-- Start of Given entries --

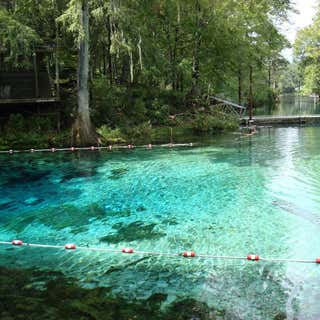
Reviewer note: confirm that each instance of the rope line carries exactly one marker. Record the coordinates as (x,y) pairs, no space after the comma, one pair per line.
(95,148)
(185,254)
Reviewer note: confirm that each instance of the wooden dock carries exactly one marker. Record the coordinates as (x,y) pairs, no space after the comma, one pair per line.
(29,101)
(282,120)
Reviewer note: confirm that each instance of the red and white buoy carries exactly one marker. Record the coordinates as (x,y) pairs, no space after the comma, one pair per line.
(17,242)
(127,250)
(253,257)
(70,246)
(189,254)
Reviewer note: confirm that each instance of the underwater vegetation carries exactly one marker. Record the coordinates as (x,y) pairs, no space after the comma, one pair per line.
(39,295)
(137,230)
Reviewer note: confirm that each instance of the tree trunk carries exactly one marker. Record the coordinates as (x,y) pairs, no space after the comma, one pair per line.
(83,131)
(195,90)
(250,93)
(240,87)
(109,55)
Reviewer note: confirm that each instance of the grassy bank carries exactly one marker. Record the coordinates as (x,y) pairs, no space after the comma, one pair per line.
(22,132)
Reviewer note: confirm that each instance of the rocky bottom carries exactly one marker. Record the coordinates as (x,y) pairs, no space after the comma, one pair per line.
(33,294)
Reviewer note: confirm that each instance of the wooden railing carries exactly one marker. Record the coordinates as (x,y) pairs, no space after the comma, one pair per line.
(227,106)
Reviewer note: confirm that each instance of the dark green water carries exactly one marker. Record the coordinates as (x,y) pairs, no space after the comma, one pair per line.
(291,105)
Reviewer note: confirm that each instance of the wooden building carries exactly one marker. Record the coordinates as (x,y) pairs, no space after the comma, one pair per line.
(37,82)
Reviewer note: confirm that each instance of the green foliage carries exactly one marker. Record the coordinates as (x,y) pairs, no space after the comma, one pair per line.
(307,56)
(31,132)
(110,136)
(16,38)
(141,132)
(214,122)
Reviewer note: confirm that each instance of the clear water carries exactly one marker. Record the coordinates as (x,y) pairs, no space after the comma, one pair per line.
(233,196)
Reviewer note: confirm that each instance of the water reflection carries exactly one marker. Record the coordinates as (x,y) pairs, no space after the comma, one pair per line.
(292,105)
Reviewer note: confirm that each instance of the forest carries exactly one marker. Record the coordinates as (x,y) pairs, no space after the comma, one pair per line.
(128,66)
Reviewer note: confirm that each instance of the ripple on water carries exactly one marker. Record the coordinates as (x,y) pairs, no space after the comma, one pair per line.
(233,197)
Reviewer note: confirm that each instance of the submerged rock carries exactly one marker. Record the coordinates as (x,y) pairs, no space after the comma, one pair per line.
(59,217)
(58,297)
(32,201)
(134,231)
(7,205)
(118,173)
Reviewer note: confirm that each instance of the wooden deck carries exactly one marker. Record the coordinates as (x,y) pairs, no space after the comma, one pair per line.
(28,101)
(282,120)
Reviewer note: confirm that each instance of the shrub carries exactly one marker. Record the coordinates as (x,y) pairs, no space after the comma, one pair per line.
(142,132)
(214,122)
(109,135)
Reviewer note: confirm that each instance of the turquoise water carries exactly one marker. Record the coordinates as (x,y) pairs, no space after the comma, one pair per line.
(234,195)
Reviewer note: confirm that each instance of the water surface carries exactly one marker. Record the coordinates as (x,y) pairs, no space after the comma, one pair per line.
(234,195)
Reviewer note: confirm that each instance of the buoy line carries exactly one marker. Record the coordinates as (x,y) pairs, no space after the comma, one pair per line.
(98,148)
(185,254)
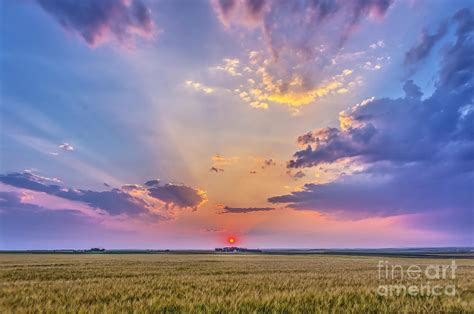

-- End of Given entries --

* _What to do_
Change every "marker" in the listing above to "label" and leave everything else unchanged. Omit the pictures from your answer.

* _Written reply_
Reviewer note: confirm that each instance of the rope line carries exactly one label. Record the coordinates as (x,y) pairs, no space after the comma, one pair per line.
(95,148)
(185,254)
Reviewer note: confirm that each instance of the wooden dock carries exactly one label. Record the coordinates as (x,y) pairs, no space after the comma, one pair per line.
(29,101)
(282,120)
Reviewer note: confirm that each instance of the red and white buoy carries exactly one label. Record the coordinates as (x,y) pairs, no space after the comma, one pair per line.
(17,242)
(127,250)
(253,257)
(70,246)
(189,254)
Reviewer note: confirm that each instance of the underwater vegetation carries exactly one label. Record the coordinates as (x,y) pairs, no space after the comma, one pair per line.
(39,295)
(137,230)
Reviewer note: confirm that each instance of the tree trunk carries exactly one label. Record the coordinates as (x,y) pairs, no space after the comma, one pair per line.
(83,131)
(195,90)
(250,93)
(240,87)
(109,55)
Reviewer note: confirm that each instance of the grassy bank carries exactly one label. Record the coordinates as (x,y) pairs, no space after the comma, one pair per line.
(22,132)
Reviewer note: confirm that each instance of the rocky bottom carries exactly one label. Record the coordinates as (x,y) pairs, no space after the comma, one pair per line.
(33,294)
Reviewer note: confirm that each instance of the wooden railing carries exactly one label. Record the coordinates as (x,y) pairs, no space after the comma, one pair per line.
(227,106)
Reviewer note: confirm that each instance of the dark green water carries exactly one label. Record the coordinates as (x,y) pairs, no space after the comma, one pair per line.
(291,105)
Reviewer note: confirm that each instance of the wooden building carries exactly one label. Record the coordinates as (x,y) pairs, no space after the comma, one pair per line.
(37,82)
Reviewer note: confirm that each instance of the green foliage carries exactly one label. Record the coordinates as (x,y) pairs, no space after the comma, one pair per line.
(307,56)
(31,132)
(110,136)
(16,38)
(141,132)
(214,122)
Reviewer note: confirm that each instance of the clear water carries exactly one label. Record the coordinates as (x,y) pairs, no space after the comma, one pair per line.
(233,196)
Reviewer note: confirm that each instance of the water reflection carries exactly one label. Record the coordinates as (x,y) pairs, no space after the comma, one pair per line.
(292,105)
Reviewer note: confirm that each instance of the forest carries exactly one label. Record the coordinates as (x,y) pairs, no space after the comma, one pair per line.
(128,66)
Reviewer note: confirm that each instance of the ripple on water carries exactly one label. Record the coordinates as (x,y) pairs, no space after the comma, one pair per line.
(233,197)
Reviewer note: confirm that each instance of the submerged rock carries exactly one label. Record the coordinates as (x,y) pairs, no space after the comma, one pair per line.
(59,217)
(58,297)
(32,201)
(134,231)
(7,205)
(118,173)
Reviewer note: confirm that each instance of the wooden deck carries exactly one label. Record the coordinates as (x,y) pairs, no space after the comma, one pair per line.
(28,101)
(282,120)
Reviewer note: confirm that each instance of the shrub carries exactly one label. Record the coordinates as (x,y) pairs, no space after the comma, one pair per line.
(142,132)
(214,122)
(109,135)
Reviewer note: confirm that each instance of the turquoise water carries exactly one label. Record the coordinates as (x,y) pairs, no space after the comma, one pair per line.
(234,195)
Reviewer note: confirm that each instance of the water surface carries exactly one label. Record the coordinates as (x,y) pairs, no space after the comma, one pair per line.
(234,195)
Reviewer note: confirm that each instance of the buoy line carries exactly one label. Record the coordinates as (x,y) pairs, no space after the comma, one pair per line.
(98,148)
(185,254)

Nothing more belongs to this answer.